- TASK MATERIAL:
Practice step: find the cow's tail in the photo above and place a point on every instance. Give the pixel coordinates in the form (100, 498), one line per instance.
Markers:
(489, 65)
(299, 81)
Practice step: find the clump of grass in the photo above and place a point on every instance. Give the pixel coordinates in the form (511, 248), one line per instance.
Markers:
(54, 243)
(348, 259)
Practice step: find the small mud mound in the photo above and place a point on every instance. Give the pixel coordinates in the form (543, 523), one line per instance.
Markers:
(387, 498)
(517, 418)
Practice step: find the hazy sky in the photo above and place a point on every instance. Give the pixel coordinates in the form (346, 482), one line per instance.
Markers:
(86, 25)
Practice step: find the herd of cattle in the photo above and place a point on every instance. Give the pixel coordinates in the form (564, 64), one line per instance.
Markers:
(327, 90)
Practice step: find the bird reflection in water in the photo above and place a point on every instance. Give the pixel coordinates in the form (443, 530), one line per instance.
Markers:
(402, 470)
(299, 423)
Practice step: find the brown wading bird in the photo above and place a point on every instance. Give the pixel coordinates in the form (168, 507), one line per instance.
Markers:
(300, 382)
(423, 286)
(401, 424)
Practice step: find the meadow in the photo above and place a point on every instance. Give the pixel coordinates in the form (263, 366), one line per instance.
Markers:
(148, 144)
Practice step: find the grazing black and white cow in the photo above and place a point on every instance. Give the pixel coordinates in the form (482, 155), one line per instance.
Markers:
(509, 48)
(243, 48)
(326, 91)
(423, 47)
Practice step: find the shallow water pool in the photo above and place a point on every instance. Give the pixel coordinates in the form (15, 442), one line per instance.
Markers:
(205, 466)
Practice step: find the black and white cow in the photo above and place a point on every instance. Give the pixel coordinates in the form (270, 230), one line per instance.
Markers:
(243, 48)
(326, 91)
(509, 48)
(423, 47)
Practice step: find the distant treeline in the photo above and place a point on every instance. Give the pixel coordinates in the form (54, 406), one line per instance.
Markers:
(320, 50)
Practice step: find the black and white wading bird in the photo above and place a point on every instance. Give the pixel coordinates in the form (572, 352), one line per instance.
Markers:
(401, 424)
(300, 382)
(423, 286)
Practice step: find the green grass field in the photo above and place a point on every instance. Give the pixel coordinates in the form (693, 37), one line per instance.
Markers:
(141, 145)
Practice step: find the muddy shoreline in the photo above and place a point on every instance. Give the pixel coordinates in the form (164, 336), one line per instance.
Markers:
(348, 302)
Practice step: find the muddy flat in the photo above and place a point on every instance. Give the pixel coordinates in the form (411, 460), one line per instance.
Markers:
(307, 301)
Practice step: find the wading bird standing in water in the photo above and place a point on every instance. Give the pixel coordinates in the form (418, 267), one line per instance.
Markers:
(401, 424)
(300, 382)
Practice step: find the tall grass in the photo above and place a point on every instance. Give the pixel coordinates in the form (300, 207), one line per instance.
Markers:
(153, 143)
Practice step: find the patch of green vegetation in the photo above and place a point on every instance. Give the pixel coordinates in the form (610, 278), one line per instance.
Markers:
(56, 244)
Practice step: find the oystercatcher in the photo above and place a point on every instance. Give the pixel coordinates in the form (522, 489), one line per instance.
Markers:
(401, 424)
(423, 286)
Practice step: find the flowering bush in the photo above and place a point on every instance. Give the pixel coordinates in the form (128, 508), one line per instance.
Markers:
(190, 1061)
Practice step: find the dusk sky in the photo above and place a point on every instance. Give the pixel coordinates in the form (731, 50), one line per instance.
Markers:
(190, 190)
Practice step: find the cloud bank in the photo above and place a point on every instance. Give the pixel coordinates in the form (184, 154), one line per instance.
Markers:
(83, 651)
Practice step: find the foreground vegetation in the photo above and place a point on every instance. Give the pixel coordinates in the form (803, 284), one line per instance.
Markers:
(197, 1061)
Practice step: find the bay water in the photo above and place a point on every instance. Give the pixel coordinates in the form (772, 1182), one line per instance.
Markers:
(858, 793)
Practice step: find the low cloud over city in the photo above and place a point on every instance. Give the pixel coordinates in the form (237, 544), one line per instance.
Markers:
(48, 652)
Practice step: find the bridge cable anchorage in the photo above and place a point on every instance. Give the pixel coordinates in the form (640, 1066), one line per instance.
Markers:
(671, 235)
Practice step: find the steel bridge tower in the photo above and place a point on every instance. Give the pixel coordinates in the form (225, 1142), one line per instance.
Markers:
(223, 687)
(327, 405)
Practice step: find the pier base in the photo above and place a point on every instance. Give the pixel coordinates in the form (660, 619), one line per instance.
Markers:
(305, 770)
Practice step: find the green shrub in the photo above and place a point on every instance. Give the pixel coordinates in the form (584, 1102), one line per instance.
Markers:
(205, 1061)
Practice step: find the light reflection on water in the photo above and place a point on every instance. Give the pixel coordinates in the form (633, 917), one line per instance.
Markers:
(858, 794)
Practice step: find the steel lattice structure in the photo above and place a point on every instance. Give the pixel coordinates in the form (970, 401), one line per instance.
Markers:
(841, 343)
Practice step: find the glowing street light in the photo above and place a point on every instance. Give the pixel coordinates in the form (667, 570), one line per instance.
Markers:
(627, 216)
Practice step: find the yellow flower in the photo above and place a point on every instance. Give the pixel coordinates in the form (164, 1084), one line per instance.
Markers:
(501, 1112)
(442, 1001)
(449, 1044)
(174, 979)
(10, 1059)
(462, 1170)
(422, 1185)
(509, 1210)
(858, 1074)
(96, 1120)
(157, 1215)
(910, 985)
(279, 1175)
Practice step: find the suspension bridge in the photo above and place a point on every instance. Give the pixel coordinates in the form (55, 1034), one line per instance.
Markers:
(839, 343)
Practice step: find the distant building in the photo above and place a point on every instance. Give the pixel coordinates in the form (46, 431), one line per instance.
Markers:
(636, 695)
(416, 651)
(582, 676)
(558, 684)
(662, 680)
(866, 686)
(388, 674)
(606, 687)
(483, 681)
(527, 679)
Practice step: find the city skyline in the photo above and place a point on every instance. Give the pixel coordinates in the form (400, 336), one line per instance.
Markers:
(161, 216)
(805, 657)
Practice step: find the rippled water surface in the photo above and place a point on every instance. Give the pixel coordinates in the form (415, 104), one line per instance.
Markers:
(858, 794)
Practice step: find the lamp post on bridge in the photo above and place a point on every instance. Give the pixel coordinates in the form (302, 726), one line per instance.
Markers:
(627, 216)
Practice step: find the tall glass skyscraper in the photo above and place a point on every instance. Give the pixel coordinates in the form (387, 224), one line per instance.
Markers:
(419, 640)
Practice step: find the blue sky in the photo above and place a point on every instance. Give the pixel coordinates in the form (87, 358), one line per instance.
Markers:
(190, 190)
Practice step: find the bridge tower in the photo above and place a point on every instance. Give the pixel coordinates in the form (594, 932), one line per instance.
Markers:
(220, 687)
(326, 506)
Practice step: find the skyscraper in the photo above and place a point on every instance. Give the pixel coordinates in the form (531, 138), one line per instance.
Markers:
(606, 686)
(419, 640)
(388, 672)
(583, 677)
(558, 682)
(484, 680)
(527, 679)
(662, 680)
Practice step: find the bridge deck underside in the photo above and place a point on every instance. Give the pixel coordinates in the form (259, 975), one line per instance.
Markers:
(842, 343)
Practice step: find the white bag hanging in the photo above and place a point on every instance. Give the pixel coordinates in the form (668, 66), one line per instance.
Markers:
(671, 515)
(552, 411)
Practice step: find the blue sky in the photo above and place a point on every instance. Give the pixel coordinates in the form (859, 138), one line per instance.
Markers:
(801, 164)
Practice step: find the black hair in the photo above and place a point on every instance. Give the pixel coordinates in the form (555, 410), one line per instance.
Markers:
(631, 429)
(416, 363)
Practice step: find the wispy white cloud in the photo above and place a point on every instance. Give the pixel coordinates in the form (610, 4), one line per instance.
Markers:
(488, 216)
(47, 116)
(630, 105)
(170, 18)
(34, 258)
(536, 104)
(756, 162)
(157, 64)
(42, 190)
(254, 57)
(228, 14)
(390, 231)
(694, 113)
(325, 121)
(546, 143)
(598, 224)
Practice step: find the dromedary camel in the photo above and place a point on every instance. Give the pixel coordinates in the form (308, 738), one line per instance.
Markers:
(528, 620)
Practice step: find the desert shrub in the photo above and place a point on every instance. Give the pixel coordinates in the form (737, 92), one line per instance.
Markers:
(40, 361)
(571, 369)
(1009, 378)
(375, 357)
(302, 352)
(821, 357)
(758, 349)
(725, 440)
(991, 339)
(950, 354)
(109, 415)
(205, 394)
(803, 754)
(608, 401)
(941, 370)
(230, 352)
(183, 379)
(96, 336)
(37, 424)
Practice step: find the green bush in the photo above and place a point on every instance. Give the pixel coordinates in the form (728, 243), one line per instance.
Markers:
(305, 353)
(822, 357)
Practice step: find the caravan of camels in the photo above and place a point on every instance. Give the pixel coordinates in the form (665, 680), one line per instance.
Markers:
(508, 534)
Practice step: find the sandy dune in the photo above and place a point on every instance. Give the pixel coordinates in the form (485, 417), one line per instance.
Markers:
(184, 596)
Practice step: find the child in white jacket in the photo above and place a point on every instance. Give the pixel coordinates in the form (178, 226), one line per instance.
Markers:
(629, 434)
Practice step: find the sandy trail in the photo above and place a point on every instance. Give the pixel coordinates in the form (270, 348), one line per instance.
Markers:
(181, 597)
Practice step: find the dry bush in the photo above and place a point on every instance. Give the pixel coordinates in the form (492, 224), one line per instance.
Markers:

- PROBLEM DETAILS:
Write out once more the lines above beginning at the line with "Practice step: find the child"; continue through the final line and stop there.

- FINISHED ANSWER:
Practice step: find the child in white jacket in the photo above and place a point on every instance. Give the pixel coordinates in the form (178, 226), one line per instance.
Markers:
(629, 434)
Practice step: find the sandy trail in the photo above and place a point on every instance. Give the pixel coordinates in the form (270, 348), one line per instance.
Markers:
(181, 597)
Practice step: find the dry bush in the photo above and place a point on every instance. Give the pixel coordinates in the form (492, 224), one line per instance.
Markers:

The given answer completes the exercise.